* To do
All of the data is to be copied without a single change.

(Referring expression pointing data)
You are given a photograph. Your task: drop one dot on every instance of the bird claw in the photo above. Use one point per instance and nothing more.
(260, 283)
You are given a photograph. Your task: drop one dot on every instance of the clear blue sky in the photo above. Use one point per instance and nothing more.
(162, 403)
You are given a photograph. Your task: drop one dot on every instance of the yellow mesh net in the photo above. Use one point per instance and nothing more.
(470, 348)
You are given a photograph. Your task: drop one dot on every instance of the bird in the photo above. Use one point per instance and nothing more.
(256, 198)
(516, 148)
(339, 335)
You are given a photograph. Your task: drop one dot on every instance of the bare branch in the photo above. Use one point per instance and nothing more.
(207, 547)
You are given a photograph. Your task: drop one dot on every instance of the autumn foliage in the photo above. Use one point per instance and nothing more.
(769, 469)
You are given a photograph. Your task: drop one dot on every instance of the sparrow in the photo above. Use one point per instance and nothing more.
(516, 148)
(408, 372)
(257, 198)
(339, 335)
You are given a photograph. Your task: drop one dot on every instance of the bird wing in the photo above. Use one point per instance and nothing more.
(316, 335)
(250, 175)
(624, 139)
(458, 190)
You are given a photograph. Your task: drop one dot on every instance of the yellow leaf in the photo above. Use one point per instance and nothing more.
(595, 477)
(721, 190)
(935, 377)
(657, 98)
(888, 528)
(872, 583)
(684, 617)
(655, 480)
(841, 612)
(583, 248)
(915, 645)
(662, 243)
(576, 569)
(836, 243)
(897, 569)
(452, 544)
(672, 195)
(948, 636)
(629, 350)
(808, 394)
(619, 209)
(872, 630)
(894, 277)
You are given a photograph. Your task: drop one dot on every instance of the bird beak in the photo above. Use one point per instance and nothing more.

* Your response
You are given a photograph. Your task: drop one dot on every instance of the bird claw in the photo above. Use one point per instance and nothing more.
(260, 283)
You are given a photograph. Your task: drop one dot on every instance of the clear blue sky in the photo above. Use one point per instance and nothing more.
(162, 403)
You are given a photograph. Your task: drop one dot on every instance of the yellow mesh net in the photo above. Use one point per instance and nothing more.
(470, 348)
You are given a photograph. Your task: drop one dot on every instance of the bird in the photo above. Use one point per instance and nothing more.
(256, 198)
(516, 148)
(339, 335)
You are given a photograph. Your task: drop one dot on every instance of the bare branch in the photo above. Use one point per instance and nothing more.
(207, 547)
You are given a photograph. Your task: drop one dot on every instance of the autumn foliage in the photo above. Use one point per instance and nothing more.
(769, 469)
You are given a photograph. Your task: drop one dot on every instance of the sparrow in the photo above. Use one point per instance and nothing more.
(516, 148)
(408, 372)
(257, 198)
(339, 335)
You are given a photograph. Your task: drop one dot on every instance of the bird wing in the photo above. Use one point per instance and nothing more.
(316, 335)
(250, 175)
(624, 139)
(458, 190)
You are given a photograph. Your task: drop one dot on every instance of the yellow leaf in the photo above. Use one point per instance and nothing more.
(595, 477)
(721, 190)
(935, 377)
(657, 98)
(888, 528)
(872, 583)
(684, 617)
(655, 480)
(841, 612)
(583, 248)
(915, 645)
(662, 243)
(576, 569)
(836, 243)
(897, 569)
(452, 544)
(672, 195)
(948, 636)
(629, 350)
(808, 394)
(619, 209)
(872, 630)
(894, 277)
You are given a photograph. Your task: drop one dot on every instance of the bird beak in the photo above. Use one point per instance and nothing more.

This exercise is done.